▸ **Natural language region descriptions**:
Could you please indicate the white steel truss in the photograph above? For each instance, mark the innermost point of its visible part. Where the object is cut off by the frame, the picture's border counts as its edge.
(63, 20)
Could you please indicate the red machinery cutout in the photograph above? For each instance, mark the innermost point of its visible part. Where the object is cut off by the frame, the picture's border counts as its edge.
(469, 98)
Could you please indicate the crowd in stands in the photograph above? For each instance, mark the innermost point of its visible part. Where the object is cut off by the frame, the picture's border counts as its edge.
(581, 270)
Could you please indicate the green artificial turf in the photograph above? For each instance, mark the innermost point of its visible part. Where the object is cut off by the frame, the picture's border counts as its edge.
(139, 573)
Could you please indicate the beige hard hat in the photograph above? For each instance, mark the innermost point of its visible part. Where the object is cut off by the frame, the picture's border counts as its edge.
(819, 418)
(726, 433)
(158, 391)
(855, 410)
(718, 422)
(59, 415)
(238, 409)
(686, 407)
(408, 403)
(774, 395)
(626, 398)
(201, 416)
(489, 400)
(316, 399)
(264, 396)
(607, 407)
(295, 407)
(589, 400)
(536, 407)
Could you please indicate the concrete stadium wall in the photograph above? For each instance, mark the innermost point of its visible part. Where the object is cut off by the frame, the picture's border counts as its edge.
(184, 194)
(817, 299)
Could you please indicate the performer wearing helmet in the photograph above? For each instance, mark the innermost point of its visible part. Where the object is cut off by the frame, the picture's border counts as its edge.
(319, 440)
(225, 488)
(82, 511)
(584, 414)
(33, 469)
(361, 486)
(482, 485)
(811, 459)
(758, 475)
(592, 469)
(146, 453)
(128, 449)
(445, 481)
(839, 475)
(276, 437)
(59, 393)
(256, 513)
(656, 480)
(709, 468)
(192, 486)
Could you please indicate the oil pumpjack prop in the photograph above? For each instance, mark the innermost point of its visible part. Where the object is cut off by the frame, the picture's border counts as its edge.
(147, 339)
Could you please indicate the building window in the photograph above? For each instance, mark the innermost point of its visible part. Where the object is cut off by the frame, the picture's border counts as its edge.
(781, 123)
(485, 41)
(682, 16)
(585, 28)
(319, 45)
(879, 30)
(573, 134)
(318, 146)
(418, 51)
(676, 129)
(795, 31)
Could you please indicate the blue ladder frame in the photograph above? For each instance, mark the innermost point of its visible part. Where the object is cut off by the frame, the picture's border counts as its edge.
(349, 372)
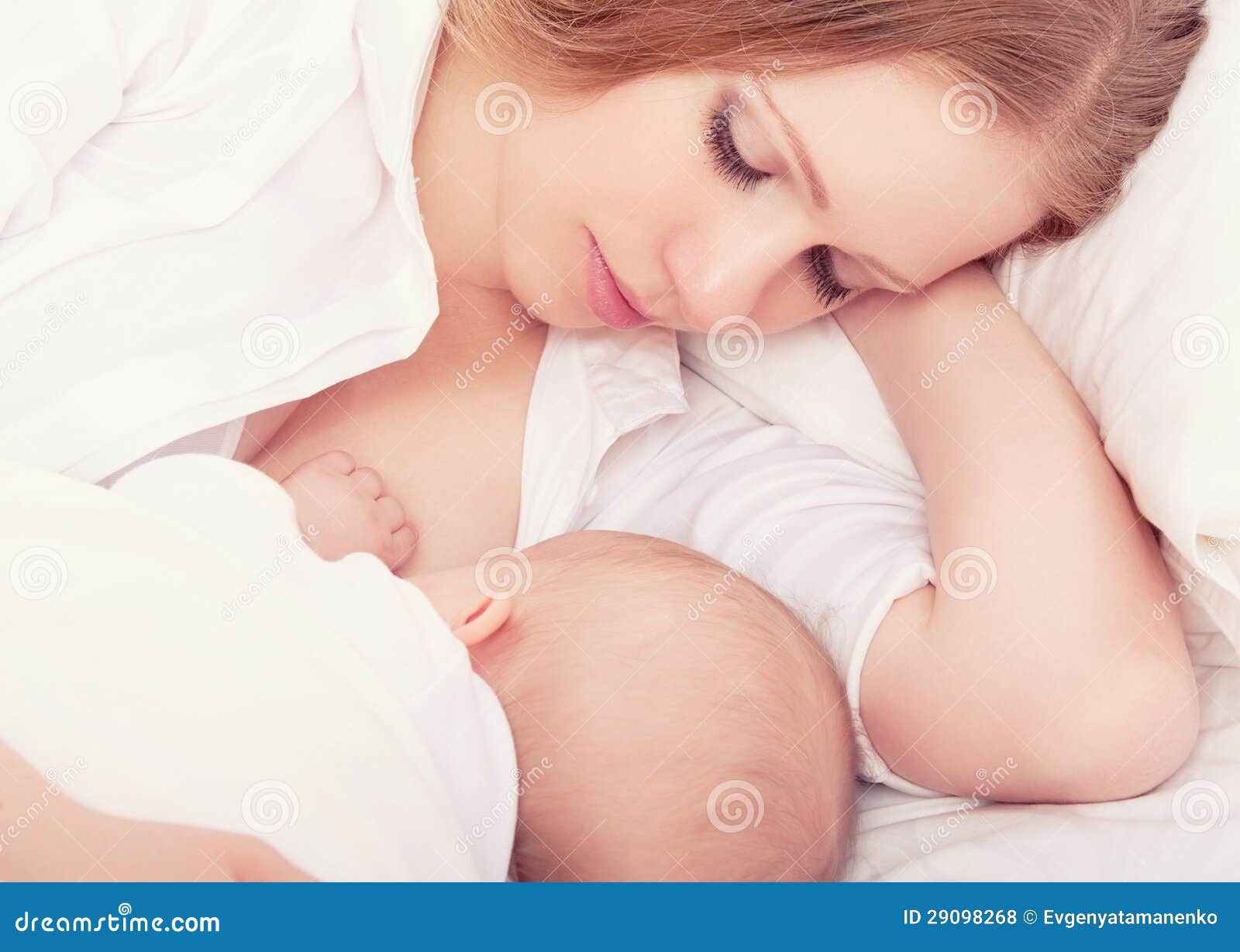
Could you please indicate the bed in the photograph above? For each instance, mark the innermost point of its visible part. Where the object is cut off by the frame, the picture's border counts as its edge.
(1180, 830)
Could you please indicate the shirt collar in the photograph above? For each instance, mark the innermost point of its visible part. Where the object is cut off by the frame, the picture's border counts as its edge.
(592, 388)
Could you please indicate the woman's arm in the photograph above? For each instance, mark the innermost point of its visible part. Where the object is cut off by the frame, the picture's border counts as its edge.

▸ **Instructions for the task**:
Please retype the data exactly. The pictures do not go in.

▸ **Written answer**:
Could you please indicate the white steel truss in the photograph above? For each instance, mark the innermost point of its visible part. Where the object is cut off by the frame, the picture's border counts as its edge.
(63, 20)
Could you please indicate the red machinery cutout in the photograph above? For each instance, mark the innermost point of its visible part. Where the object is cut off by the frame, the picture's border counts as its edge.
(469, 98)
Could you please indicate the crowd in stands in the photograph above? For each instance, mark the innermost point of its visible part. Where the object is cut off by the frame, the picture's border counts as its edge.
(581, 270)
Could you please indicate the green artificial turf in the photograph above? For each instance, mark the innermost point of its visible part. Where the object is cut off by the frame, the picture's border counts as its edge.
(139, 573)
Could you please indicate the beige hard hat in the photograph above? For each instance, mark the innermost point of its visible part. Where the object is cut off by the frame, the picture's border counts as its edge.
(819, 418)
(726, 433)
(158, 391)
(855, 410)
(718, 422)
(59, 415)
(238, 409)
(686, 407)
(408, 403)
(774, 395)
(626, 398)
(201, 416)
(489, 400)
(316, 399)
(264, 396)
(607, 407)
(295, 407)
(589, 400)
(536, 407)
Could you please indicate the concrete stadium wall in the photograph above? For each instance, mark the innermost point of its visible part. Where the object is cut off by the frame, the picture's border counts as its edge.
(184, 194)
(817, 299)
Could you please indicate the performer wearing helmet in the photograph above? For each instance, mark the innermost point of its visible part. Where the object is cut off by the frame, the picture's border counts as its edge.
(319, 440)
(225, 488)
(82, 511)
(584, 414)
(33, 469)
(361, 486)
(482, 485)
(811, 459)
(758, 475)
(592, 469)
(146, 453)
(128, 449)
(445, 481)
(839, 475)
(276, 437)
(59, 393)
(256, 513)
(656, 480)
(709, 468)
(192, 486)
Could you please indicate the oil pumpjack prop in the photograph above? For each instance, mark the innermost point of its visible part. Where the object is cut off by the frame, the picture's border counts as its edge.
(147, 339)
Could you please indicate the building window in the photograph above? For each instance, mark the innermost point of its visible part. Where the object is cut off by the frame, the picture's border counts as its edge.
(781, 123)
(485, 41)
(682, 16)
(585, 28)
(319, 45)
(879, 30)
(573, 134)
(318, 146)
(418, 51)
(676, 129)
(795, 31)
Could you please indicate the blue ladder frame in the photograph above? For each instance, mark the innermost point of its visible part. Where the object is cut off by the frame, the picture's border counts as its edge.
(349, 372)
Could you please indicate the bed in the photograph above? For each instance, mark the innermost point of its visible part. Where the object is cut off by the frame, the picture's border counts as its edge.
(1180, 830)
Could you please indicate the shirt collar in the photograph above? For each instance, mark the innermost point of its visible part. Where the object is cut off by the frame, the picture's border counts as its edge.
(592, 388)
Could you please indicate the woman's arm in the photograph above? For each instance, mark the innermost point of its visible part. Where the object is cut off by the frame, the picture's border counts as its edge.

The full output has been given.